PROBLEM DETAILS: Output the stretch of records from the line containing "Target: bent grass stalk" through the end of the records as a two-column CSV with the headers instruction and points. Give one row per record, with its text under instruction and its answer under points, each enclosed in a single quoted field with line breaks replaced by spaces.

Location identification records
• • • • • • •

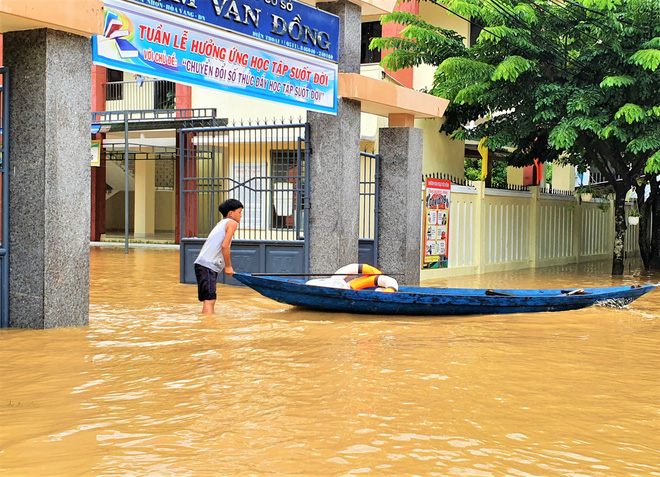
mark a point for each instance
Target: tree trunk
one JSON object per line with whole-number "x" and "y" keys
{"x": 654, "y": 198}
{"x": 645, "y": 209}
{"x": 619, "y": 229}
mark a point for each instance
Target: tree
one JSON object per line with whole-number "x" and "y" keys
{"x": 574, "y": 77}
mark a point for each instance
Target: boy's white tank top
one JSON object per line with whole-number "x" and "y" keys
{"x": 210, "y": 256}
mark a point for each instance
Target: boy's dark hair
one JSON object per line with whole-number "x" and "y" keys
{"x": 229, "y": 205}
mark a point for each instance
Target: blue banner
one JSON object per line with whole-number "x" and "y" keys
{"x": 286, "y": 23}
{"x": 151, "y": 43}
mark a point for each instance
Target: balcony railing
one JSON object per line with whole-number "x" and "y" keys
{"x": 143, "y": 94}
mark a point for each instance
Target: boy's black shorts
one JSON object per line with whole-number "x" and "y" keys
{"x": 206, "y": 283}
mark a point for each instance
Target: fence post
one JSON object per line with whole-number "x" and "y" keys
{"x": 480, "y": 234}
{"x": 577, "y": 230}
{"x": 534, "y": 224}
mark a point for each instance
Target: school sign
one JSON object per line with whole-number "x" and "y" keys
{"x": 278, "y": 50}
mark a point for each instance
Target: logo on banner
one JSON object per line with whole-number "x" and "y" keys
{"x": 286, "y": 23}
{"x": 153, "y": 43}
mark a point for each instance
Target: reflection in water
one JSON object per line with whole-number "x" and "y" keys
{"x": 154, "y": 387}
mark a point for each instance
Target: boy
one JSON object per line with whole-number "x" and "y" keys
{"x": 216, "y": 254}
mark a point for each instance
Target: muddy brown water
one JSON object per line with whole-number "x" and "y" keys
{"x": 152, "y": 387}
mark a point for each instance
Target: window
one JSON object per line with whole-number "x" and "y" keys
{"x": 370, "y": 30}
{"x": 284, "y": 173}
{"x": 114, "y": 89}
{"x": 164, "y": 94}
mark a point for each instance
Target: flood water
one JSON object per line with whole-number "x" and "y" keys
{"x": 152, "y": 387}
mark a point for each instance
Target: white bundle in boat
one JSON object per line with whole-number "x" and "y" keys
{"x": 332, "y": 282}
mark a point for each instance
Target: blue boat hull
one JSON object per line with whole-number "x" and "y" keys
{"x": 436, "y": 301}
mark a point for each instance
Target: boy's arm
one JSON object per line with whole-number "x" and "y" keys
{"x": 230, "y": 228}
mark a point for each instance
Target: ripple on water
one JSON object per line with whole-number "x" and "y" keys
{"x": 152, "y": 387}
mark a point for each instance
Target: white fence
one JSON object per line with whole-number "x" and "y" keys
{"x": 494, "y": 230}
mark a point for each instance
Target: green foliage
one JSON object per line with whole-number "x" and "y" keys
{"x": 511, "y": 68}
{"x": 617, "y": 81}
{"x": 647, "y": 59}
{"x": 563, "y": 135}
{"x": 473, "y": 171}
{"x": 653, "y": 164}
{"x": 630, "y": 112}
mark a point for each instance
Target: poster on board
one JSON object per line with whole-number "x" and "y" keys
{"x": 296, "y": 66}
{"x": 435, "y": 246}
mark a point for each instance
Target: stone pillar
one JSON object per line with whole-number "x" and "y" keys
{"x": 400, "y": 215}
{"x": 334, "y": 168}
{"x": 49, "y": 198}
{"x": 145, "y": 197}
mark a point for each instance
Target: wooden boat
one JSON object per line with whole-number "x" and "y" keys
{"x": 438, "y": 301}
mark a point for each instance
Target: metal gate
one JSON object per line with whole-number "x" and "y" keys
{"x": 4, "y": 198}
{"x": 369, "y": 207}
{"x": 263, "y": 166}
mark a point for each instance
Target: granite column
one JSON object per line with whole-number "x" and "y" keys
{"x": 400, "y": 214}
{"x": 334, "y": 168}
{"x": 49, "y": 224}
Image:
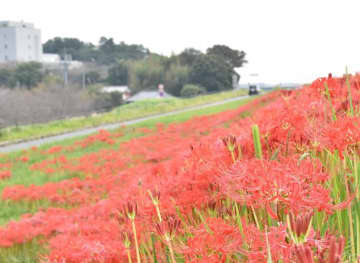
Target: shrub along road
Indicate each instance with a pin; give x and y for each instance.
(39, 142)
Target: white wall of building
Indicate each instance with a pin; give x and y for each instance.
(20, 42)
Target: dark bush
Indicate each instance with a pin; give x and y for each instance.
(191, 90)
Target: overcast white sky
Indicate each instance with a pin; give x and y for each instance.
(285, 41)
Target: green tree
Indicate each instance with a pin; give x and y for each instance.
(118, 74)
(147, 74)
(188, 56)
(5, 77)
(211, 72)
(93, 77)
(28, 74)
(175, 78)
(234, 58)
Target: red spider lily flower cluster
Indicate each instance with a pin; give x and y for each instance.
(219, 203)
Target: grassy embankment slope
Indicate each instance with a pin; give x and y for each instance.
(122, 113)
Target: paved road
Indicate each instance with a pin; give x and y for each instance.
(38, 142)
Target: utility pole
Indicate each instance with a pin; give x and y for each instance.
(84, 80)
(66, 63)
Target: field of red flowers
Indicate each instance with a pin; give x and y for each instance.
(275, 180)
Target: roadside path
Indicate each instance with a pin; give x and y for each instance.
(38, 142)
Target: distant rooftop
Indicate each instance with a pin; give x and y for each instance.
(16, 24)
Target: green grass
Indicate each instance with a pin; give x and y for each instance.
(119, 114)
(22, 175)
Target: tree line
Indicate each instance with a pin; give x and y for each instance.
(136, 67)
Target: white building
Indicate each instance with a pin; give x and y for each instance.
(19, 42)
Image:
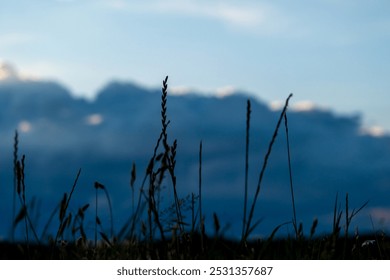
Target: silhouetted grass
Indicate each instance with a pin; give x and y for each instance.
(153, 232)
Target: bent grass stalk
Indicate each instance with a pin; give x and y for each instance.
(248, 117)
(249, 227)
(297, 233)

• • • • • • •

OUTPUT FOR THIS EXERCISE:
instruction,points
"Target: bent grass stalk Indicate each instance with a pin; give x and y for each instance.","(248, 117) (249, 227) (297, 233)"